→ WHAT THE EXERCISE ASKS
Reproduce the part of the records that opens with the line containing "Game engine object recognition — detect wooden" and closes with the line containing "1087, 761, 1344, 896", substituting "wine glass foot" for "wine glass base" and leaving everything else unchanged.

→ RECORDS FOR THE TASK
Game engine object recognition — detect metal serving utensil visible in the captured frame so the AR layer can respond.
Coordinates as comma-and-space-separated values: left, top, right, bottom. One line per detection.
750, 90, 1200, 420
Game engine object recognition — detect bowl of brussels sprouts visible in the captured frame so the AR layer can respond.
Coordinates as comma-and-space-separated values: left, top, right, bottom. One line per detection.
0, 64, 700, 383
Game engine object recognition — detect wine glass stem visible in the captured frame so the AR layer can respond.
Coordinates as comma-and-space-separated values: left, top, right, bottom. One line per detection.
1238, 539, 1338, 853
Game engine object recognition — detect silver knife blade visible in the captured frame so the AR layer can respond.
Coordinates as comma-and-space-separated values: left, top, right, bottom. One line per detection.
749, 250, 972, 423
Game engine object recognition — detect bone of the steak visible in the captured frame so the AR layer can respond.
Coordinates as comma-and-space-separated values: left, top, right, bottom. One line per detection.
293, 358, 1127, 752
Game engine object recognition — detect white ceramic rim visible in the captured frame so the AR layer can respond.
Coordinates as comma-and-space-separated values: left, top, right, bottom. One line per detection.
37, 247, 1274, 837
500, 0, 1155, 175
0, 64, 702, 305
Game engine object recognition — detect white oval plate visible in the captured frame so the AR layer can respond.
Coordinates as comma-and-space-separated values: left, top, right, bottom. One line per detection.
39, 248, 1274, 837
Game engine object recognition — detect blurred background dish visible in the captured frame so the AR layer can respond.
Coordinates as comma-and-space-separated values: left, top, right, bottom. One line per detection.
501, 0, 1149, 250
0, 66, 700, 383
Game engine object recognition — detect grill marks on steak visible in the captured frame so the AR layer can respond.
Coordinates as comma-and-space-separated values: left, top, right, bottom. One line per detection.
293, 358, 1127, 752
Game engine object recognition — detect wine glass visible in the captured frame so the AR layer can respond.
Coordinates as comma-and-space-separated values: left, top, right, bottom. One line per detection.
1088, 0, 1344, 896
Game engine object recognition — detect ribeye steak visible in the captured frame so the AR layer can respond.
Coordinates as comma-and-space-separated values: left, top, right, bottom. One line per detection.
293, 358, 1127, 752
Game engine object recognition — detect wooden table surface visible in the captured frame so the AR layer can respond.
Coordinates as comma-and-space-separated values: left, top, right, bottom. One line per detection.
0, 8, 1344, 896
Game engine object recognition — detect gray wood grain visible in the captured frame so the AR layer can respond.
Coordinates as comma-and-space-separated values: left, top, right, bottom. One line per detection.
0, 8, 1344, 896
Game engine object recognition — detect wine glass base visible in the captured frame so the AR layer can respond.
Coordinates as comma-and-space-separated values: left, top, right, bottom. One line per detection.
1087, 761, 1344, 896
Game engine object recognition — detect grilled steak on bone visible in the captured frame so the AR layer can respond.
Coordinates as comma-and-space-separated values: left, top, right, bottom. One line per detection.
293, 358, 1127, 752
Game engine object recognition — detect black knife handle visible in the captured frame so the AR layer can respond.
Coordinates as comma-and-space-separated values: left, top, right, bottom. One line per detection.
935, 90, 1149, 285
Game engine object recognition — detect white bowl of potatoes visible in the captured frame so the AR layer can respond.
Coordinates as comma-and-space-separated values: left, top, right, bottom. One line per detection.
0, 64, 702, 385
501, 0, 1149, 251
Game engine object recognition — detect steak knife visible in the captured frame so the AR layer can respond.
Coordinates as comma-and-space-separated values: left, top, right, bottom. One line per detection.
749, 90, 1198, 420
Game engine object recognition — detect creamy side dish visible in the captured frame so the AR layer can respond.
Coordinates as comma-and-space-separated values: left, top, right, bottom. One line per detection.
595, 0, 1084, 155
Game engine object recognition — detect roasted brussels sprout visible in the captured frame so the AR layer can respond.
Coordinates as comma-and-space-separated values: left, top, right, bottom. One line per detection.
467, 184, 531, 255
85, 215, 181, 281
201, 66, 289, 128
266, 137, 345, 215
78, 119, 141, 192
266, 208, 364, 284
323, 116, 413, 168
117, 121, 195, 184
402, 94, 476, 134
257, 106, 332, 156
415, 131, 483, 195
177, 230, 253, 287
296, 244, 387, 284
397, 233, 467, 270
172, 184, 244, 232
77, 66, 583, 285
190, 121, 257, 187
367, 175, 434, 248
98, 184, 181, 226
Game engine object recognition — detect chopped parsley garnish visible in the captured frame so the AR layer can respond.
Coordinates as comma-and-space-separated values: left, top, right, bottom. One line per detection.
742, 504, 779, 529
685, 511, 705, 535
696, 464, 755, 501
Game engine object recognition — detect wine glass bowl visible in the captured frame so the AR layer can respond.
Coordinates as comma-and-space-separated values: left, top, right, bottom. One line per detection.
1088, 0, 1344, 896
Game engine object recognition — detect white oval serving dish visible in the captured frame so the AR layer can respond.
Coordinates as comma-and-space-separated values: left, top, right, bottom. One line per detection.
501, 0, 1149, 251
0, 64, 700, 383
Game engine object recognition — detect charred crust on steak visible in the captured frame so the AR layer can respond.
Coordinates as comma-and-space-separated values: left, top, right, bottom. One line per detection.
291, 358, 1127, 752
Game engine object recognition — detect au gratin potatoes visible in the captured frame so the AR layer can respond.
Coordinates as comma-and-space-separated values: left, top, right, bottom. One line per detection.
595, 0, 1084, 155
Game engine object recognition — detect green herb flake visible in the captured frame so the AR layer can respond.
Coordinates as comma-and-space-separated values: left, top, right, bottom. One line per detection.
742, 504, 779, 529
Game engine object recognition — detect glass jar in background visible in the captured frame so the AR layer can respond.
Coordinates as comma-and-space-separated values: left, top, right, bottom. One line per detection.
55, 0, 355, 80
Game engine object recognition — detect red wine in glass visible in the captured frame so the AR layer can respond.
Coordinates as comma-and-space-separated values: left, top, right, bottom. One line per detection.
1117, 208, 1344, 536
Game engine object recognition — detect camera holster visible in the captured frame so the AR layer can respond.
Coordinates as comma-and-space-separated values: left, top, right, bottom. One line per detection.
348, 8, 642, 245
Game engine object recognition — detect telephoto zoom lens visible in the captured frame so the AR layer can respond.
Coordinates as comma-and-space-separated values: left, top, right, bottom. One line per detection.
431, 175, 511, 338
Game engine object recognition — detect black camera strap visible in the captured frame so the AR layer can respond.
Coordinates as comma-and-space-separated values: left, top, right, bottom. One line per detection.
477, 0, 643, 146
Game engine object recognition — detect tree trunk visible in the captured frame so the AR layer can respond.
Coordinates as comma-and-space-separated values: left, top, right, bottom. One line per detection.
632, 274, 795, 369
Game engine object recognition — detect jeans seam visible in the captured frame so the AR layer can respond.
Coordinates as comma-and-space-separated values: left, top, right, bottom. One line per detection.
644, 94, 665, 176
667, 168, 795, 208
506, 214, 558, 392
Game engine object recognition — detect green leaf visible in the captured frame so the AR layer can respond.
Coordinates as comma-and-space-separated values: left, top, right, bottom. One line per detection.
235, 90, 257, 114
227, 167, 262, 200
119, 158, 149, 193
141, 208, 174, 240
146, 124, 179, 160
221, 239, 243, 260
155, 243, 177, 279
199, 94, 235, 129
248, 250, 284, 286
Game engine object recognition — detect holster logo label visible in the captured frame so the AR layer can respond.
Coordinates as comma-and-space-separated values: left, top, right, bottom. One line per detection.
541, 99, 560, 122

→ RESULT OF THE TASK
Game engine object recognition — detect wooden table surface visible in the captured frame so the AR layer can respond.
Coordinates as comma-and-space-separated values: left, top, right, bottom. One line per detection.
0, 8, 1344, 896
Game engine object recognition — detect gray wood grain visible in the captured frame so the AR layer can respond.
Coordinates as comma-and-space-separated values: left, top, right, bottom. One line per detection.
0, 8, 1344, 896
Game engine object recognition — detect wine glass foot visible in the captured frame so the AR layer can respond.
Coordinates as comma-and-space-separated values: left, top, right, bottom. One line per detection.
1087, 761, 1344, 896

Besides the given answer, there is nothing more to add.